§ REQUIREMENT: Look for the line that has "target | white camper box" in the material below; please repeat it and every line after it, exactly, up to and including the line that has "target | brick building", and nothing else.

§ DATASET ENTRIES:
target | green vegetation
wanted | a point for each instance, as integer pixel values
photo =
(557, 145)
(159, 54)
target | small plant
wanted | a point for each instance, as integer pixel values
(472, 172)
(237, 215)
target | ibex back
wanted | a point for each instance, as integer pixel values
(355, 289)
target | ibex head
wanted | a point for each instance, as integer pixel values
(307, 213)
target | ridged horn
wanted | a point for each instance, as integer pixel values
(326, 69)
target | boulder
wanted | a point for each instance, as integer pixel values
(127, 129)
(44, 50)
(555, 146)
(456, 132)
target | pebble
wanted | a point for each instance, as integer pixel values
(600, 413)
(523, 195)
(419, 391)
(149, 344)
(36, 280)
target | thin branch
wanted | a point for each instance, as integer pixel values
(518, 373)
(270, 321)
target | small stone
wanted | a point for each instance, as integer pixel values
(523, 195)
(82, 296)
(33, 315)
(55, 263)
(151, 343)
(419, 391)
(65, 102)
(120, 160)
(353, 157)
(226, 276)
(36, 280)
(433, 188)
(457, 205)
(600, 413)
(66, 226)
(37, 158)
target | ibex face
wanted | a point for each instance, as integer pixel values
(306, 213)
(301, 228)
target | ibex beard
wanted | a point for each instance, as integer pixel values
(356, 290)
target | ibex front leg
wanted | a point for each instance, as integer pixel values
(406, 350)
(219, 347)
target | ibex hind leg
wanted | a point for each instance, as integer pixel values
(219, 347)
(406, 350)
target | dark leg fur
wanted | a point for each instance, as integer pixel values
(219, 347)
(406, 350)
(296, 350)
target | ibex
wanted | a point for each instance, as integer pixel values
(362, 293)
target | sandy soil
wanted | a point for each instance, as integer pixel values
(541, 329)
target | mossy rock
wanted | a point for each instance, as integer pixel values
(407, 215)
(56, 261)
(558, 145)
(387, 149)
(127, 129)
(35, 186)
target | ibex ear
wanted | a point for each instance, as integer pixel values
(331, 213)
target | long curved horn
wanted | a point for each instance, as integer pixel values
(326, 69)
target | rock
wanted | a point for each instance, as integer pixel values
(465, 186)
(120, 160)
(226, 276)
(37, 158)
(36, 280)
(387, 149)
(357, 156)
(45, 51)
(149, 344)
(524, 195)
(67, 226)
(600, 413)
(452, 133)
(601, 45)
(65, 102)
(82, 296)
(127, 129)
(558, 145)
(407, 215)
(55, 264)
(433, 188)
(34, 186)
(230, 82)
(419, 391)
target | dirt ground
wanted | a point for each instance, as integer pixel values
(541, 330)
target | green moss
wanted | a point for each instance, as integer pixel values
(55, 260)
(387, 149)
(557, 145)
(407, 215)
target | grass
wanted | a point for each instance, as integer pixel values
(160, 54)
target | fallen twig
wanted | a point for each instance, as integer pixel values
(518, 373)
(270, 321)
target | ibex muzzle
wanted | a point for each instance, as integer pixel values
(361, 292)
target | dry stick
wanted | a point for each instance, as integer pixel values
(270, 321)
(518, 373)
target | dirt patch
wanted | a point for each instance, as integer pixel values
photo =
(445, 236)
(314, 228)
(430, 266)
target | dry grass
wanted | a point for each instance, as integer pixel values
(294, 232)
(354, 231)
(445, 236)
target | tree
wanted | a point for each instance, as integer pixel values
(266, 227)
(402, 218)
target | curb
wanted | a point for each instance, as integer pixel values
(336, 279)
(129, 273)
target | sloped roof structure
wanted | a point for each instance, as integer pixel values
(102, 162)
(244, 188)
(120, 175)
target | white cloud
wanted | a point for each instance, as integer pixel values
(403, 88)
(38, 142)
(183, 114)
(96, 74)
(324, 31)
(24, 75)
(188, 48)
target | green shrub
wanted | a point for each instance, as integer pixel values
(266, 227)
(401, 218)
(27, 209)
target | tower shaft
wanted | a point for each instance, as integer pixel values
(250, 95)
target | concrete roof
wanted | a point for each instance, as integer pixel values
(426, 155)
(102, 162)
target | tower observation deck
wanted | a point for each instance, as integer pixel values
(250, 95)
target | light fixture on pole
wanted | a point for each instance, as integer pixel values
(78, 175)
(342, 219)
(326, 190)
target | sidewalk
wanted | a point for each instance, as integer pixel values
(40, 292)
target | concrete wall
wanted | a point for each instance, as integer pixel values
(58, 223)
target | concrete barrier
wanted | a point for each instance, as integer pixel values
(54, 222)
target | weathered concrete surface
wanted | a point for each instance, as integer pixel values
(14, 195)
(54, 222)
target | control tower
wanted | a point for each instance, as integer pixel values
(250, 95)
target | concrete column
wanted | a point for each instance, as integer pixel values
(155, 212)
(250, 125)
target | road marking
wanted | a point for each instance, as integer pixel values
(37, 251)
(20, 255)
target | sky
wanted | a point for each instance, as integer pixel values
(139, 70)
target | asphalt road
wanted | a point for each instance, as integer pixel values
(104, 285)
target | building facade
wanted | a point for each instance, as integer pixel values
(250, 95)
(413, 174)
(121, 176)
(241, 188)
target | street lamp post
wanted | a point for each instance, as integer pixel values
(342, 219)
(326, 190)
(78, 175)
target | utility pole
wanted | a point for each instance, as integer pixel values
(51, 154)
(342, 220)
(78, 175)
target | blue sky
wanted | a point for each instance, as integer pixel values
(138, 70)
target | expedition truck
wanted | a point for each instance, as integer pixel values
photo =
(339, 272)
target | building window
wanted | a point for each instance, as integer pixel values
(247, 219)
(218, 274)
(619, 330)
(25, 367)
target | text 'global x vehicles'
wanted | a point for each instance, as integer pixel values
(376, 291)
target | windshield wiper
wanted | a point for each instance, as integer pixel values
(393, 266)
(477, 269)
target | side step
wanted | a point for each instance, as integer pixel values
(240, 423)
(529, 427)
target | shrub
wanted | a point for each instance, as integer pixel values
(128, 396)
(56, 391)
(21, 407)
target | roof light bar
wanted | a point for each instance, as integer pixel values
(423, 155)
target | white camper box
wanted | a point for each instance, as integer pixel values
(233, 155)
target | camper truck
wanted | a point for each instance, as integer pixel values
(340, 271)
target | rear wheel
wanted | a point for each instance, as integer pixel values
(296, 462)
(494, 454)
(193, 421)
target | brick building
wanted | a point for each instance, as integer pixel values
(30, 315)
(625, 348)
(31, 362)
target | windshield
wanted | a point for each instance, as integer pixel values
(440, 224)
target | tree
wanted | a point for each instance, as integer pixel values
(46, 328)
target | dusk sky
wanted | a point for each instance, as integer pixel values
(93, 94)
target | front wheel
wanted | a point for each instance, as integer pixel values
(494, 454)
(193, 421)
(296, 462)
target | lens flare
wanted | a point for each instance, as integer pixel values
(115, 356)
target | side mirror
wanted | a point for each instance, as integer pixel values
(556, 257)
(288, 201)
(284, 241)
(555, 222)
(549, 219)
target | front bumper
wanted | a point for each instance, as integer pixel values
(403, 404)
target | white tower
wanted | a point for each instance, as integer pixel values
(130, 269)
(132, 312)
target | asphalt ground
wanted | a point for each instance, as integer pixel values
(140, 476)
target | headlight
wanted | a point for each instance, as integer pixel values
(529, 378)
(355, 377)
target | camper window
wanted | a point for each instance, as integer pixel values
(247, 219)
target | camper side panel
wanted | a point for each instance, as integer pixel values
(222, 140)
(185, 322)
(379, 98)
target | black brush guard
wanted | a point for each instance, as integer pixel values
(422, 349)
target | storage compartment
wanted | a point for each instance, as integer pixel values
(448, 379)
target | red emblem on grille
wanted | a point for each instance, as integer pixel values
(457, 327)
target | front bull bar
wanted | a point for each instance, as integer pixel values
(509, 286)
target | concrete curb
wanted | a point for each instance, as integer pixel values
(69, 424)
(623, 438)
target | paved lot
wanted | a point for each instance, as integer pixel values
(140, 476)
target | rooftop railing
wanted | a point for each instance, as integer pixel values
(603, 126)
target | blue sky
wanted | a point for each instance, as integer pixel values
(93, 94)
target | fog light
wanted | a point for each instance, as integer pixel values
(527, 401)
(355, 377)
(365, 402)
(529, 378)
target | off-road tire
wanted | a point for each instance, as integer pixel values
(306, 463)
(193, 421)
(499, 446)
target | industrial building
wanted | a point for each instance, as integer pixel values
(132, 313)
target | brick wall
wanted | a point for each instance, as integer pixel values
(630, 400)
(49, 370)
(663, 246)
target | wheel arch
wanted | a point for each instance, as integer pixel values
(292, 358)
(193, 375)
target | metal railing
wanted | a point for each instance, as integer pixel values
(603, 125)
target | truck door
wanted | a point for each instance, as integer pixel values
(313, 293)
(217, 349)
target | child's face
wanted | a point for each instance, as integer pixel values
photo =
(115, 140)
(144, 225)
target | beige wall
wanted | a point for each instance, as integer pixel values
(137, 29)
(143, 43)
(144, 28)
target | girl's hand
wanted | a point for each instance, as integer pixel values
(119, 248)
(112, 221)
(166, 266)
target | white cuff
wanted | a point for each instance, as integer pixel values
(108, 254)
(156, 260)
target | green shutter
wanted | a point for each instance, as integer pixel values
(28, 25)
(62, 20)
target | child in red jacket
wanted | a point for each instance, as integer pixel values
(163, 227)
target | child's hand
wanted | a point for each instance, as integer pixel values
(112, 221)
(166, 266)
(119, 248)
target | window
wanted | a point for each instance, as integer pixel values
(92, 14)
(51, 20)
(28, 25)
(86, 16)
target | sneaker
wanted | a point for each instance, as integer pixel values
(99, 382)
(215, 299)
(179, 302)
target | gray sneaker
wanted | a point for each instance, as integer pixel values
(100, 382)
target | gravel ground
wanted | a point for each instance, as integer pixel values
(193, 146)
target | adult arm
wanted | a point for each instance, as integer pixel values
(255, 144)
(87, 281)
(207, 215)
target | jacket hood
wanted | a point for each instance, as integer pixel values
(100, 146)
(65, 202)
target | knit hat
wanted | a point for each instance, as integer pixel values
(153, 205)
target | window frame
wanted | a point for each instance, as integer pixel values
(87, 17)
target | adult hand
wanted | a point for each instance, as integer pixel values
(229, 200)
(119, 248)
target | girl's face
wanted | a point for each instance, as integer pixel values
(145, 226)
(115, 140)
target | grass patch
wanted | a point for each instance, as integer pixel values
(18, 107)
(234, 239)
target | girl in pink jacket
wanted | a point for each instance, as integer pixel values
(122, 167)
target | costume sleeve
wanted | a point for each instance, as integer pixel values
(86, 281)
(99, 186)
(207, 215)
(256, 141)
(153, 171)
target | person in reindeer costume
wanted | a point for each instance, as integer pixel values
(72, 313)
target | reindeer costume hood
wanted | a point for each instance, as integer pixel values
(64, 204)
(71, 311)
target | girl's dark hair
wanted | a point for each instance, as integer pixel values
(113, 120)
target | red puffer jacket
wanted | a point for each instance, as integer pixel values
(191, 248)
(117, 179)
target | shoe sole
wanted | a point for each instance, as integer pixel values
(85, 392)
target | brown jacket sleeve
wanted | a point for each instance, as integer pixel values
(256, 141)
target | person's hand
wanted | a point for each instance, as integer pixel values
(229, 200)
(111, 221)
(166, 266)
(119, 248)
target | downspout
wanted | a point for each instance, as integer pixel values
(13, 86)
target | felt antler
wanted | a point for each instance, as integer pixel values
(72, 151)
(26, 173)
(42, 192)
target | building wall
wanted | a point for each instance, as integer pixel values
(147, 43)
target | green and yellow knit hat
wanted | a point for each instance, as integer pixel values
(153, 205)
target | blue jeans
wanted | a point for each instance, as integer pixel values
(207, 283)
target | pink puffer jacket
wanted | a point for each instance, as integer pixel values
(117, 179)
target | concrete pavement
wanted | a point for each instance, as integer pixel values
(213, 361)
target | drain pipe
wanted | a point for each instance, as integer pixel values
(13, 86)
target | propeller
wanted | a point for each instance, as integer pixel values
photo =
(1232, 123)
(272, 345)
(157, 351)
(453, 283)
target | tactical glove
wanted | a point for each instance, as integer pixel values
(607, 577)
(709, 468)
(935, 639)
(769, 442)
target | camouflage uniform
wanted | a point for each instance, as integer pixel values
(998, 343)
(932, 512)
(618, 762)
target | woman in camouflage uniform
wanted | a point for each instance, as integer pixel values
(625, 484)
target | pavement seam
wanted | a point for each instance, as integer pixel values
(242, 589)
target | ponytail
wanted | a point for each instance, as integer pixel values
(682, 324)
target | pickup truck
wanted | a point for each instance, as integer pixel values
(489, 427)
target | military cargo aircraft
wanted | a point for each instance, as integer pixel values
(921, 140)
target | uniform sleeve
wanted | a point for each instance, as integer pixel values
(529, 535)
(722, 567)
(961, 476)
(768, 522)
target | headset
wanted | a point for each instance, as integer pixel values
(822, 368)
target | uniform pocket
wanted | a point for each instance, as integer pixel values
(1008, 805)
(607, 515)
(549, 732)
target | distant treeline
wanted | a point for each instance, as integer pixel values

§ YOUR SOLUTION:
target | white camper box
wanted | a point for each instance, as integer pixel values
(233, 155)
target | camper truck
wanted | a point for each instance, as integer pixel values
(340, 271)
target | rear wheel
wanted | a point for each instance, as integer pixel values
(296, 462)
(494, 454)
(193, 421)
target | brick building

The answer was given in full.